▶ [Task requirements]
Take the entries below and print all of them exactly, please.

▶ [Entries supplied]
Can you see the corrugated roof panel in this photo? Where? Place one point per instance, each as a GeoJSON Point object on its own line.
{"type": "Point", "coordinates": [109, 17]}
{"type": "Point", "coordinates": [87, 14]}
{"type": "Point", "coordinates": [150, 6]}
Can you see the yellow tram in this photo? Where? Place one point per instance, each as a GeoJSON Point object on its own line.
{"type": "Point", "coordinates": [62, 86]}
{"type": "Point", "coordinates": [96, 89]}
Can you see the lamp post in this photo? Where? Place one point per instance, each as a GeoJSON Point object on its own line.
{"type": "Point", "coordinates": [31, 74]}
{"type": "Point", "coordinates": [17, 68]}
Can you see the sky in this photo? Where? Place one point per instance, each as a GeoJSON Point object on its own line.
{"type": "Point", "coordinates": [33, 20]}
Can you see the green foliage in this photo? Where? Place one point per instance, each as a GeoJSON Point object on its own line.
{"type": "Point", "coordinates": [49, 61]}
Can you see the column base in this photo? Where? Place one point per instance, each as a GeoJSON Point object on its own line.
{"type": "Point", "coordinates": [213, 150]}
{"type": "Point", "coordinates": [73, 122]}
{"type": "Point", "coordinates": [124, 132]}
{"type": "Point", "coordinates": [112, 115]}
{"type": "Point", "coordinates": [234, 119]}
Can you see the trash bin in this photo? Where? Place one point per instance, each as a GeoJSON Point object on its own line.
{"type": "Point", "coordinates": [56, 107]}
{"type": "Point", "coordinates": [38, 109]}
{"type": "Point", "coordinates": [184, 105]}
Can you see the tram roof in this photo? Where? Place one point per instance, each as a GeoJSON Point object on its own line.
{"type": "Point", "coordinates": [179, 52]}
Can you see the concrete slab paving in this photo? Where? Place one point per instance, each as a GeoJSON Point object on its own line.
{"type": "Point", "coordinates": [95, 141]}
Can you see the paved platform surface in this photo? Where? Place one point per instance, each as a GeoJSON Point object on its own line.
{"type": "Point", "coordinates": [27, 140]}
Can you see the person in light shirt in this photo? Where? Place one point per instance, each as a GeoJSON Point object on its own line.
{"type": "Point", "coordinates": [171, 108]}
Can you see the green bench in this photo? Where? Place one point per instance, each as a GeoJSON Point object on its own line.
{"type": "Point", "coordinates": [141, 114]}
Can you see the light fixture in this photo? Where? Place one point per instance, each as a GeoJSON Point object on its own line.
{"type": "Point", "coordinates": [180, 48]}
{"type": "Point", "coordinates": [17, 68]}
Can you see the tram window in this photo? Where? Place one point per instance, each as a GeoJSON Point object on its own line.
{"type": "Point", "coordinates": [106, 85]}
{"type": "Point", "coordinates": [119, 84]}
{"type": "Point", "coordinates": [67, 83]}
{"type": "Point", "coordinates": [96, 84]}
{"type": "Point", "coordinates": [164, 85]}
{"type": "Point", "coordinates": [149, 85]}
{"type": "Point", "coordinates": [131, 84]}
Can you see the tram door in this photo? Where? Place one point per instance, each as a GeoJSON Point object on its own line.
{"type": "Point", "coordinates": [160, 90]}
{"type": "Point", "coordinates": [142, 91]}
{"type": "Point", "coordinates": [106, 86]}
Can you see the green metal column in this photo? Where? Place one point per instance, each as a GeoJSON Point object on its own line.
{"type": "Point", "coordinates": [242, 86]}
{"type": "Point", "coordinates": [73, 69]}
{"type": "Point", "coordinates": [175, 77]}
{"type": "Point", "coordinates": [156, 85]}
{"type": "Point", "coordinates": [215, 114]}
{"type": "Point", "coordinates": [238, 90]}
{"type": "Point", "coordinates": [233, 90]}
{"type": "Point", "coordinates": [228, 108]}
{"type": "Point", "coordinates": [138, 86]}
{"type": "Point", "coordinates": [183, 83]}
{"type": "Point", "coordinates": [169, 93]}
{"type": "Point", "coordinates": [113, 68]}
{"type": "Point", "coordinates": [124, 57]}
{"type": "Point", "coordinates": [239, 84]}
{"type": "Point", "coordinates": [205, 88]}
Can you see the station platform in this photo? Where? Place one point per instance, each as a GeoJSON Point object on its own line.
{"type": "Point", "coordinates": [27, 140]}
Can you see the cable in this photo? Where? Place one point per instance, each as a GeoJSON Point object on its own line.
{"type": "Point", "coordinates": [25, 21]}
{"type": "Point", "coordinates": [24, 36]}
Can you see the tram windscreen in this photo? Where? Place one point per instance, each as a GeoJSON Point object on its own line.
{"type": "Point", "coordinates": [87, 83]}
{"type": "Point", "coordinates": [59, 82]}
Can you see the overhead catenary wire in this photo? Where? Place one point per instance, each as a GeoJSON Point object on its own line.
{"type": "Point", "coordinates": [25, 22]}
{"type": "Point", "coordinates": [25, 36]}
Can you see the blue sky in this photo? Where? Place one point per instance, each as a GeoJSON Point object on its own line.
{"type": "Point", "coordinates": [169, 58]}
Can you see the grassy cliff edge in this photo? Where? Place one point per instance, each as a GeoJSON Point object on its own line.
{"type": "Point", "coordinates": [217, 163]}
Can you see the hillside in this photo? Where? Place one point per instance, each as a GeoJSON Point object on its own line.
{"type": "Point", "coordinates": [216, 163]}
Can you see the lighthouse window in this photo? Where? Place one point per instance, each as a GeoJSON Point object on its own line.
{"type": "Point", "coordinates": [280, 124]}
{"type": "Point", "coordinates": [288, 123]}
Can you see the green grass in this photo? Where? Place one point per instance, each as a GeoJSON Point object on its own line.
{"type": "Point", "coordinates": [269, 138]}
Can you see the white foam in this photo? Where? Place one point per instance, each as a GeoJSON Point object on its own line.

▶ [Response below]
Can you see the corrugated roof panel in this photo? Where? Place one point per instance, each as a GeoJSON Point object on its own line.
{"type": "Point", "coordinates": [109, 17]}
{"type": "Point", "coordinates": [87, 14]}
{"type": "Point", "coordinates": [150, 6]}
Can you see the yellow tram in this photo? Where? Place one point per instance, each as a GeoJSON Point object on its own line.
{"type": "Point", "coordinates": [62, 86]}
{"type": "Point", "coordinates": [96, 89]}
Can you see the lamp post in this photo? Where? Place one point per instance, each as a GeoJSON Point object on its own line.
{"type": "Point", "coordinates": [31, 74]}
{"type": "Point", "coordinates": [17, 68]}
Can you see the sky in this photo? Where? Place one point per instance, each as a GeoJSON Point object on its own line.
{"type": "Point", "coordinates": [33, 20]}
Can you see the green foliage in this photo? Where? Place one point per instance, each as a GeoJSON Point object on its own line.
{"type": "Point", "coordinates": [49, 61]}
Can you see the column base in this photo? Where? Place one point per instance, each as a GeoJSON Point object on its own line.
{"type": "Point", "coordinates": [213, 150]}
{"type": "Point", "coordinates": [73, 122]}
{"type": "Point", "coordinates": [124, 132]}
{"type": "Point", "coordinates": [112, 115]}
{"type": "Point", "coordinates": [234, 119]}
Can you see the trash bin in this photo? Where? Place one point per instance, each as a GeoJSON Point object on its own line.
{"type": "Point", "coordinates": [56, 107]}
{"type": "Point", "coordinates": [38, 109]}
{"type": "Point", "coordinates": [184, 105]}
Can you see the tram roof in this photo? Where? Place one point per instance, each as a GeoJSON Point object on its own line.
{"type": "Point", "coordinates": [179, 52]}
Can you see the concrete slab paving in this photo? Where? Place one point per instance, each as a GeoJSON Point object on its own line.
{"type": "Point", "coordinates": [95, 141]}
Can you see the paved platform surface in this photo? Where? Place one point per instance, each as a GeoJSON Point object on its own line.
{"type": "Point", "coordinates": [27, 140]}
Can you see the person in light shirt in this photo? Where? Place one point per instance, each as a GeoJSON Point object on its own line.
{"type": "Point", "coordinates": [171, 108]}
Can you see the green bench in this photo? Where? Place one point per instance, each as a GeoJSON Point object on its own line.
{"type": "Point", "coordinates": [141, 114]}
Can you see the light fixture in this photo? Where? Place one point per instance, each as a GeoJSON Point object on its own line.
{"type": "Point", "coordinates": [180, 48]}
{"type": "Point", "coordinates": [17, 68]}
Can you see the tram window in this photo? Where? Place one point per instance, each as a GeoJSON Point object on its own line.
{"type": "Point", "coordinates": [106, 85]}
{"type": "Point", "coordinates": [119, 84]}
{"type": "Point", "coordinates": [67, 83]}
{"type": "Point", "coordinates": [96, 84]}
{"type": "Point", "coordinates": [164, 85]}
{"type": "Point", "coordinates": [149, 85]}
{"type": "Point", "coordinates": [131, 84]}
Can you see the tram door in this photo? Where? Place one point per instance, each as a GeoJSON Point object on its own line.
{"type": "Point", "coordinates": [160, 90]}
{"type": "Point", "coordinates": [142, 91]}
{"type": "Point", "coordinates": [106, 86]}
Can you see the green metal column in this photo? Where? Place one point per instance, each as a GeoJSON Point object on its own line.
{"type": "Point", "coordinates": [242, 86]}
{"type": "Point", "coordinates": [73, 69]}
{"type": "Point", "coordinates": [175, 77]}
{"type": "Point", "coordinates": [156, 85]}
{"type": "Point", "coordinates": [215, 114]}
{"type": "Point", "coordinates": [238, 90]}
{"type": "Point", "coordinates": [233, 90]}
{"type": "Point", "coordinates": [228, 108]}
{"type": "Point", "coordinates": [138, 86]}
{"type": "Point", "coordinates": [183, 83]}
{"type": "Point", "coordinates": [169, 93]}
{"type": "Point", "coordinates": [113, 68]}
{"type": "Point", "coordinates": [124, 57]}
{"type": "Point", "coordinates": [239, 84]}
{"type": "Point", "coordinates": [205, 88]}
Can you see the station platform in this photo? Where? Place one point per instance, each as a GeoJSON Point object on its own line.
{"type": "Point", "coordinates": [27, 140]}
Can you see the cable in this photo? Where? Place one point per instance, each as a GeoJSON Point object on its own line.
{"type": "Point", "coordinates": [25, 21]}
{"type": "Point", "coordinates": [24, 36]}
Can you see the tram windscreen in this photo? Where? Place one point per instance, each as a GeoJSON Point object on its own line.
{"type": "Point", "coordinates": [87, 83]}
{"type": "Point", "coordinates": [59, 82]}
Can you see the overhead catenary wire in this photo? Where? Place one point per instance, each as a GeoJSON Point object on its own line.
{"type": "Point", "coordinates": [25, 22]}
{"type": "Point", "coordinates": [25, 36]}
Can you see the blue sky in this photo? Where? Place one point per instance, each as a GeoJSON Point object on its own line.
{"type": "Point", "coordinates": [169, 58]}
Can you see the grassy cliff edge in this photo? Where? Place one point per instance, each as a GeoJSON Point object on its own line.
{"type": "Point", "coordinates": [217, 163]}
Can you see the hillside in this photo? Where? Place one point per instance, each as a GeoJSON Point object on its own line.
{"type": "Point", "coordinates": [216, 163]}
Can you see the lighthouse window in this photo? Where? Place one point per instance, each as a GeoJSON Point object on its own line.
{"type": "Point", "coordinates": [280, 124]}
{"type": "Point", "coordinates": [288, 123]}
Can you see the green grass in this photo? Where? Place one point per instance, each as a GeoJSON Point object on its own line.
{"type": "Point", "coordinates": [269, 138]}
Can you see the white foam in this photo? Where? Place one point per instance, each as a GeoJSON Point object on its own line.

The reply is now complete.